─── Bloco de texto

Ana Soares
Regionalização com seriedade e clareza
Que o sistema político português está em descrédito, por mais que os partidos o tentem negar, é algo indiscutível. Basta ver a abstenção nas eleições, o discurso que se ouve nas ruas ou a (não) renovação de práticas. Não sou das que criticam a política e os partidos por si só, até porque todos nós fazemos parte do sistema político. A verdade é que muitos também se limitam a criticar sem nada fazer para alterar. E é esta alteração que se exige. A “mensagem recebida” que alguns partidos disseram ter percebido nas últimas eleições europeias e cujas consequências ainda se aguardam… Algo me diz que o discurso se repetirá já nas próximas eleições.
A regionalização parece estar de volta aos palcos da discussão pública. Aqui há uns meses, na sessão comemorativa do 25 de Abril da Assembleia Municipal de Bragança, todos os partidos representados nesta assembleia apresentaram a regionalização como algo imperativo para o desenvolvimento da nossa região e uma oportunidade para um Portugal com mais e melhor progresso. Todos os partidos à excepção do CDS que, tal como tem acontecido na região, não se fez representar na dita sessão solene…
No referendo de 1998 a regionalização foi chumbada. Ainda que não vinculativo devido à abstenção, a verdade é que o “não” à regionalização ganhou com 61% de votos. Muitos esperaram que a descentralização se concretizasse por outras vias, outros eram simplesmente contra, outros deixaram-se levar pelo “partidarismo” que se impôs, muito acima do que realmente deveria ter estado – como devia acontecer agora – no centro do debate: o modelo de regionalização.

──────
─── Extrato de dados

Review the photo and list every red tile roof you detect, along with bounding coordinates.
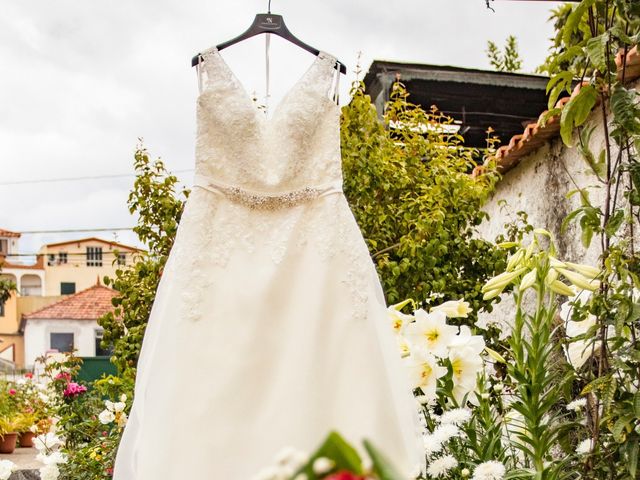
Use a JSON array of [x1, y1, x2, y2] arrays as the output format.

──────

• [Tarefa a realizar]:
Diga se cada afirmação abaixo está de acordo com o texto sobre a regionalização. Responda sim ou não a cada uma e cite literalmente as palavras do texto que decidem a resposta.
1. No referendo de 1998, o "não" à regionalização venceu com 61% dos votos.
2. O CDS esteve representado na sessão comemorativa do 25 de Abril da Assembleia Municipal de Bragança.
3. O resultado do referendo de 1998 foi vinculativo.
As linhas são material à parte e não têm relação com o texto.

• [Resposta correta]:
1. Sim: «a verdade é que o “não” à regionalização ganhou com 61% de votos»
2. Não: «à excepção do CDS que, tal como tem acontecido na região, não se fez representar na dita sessão solene»
3. Não: «Ainda que não vinculativo devido à abstenção»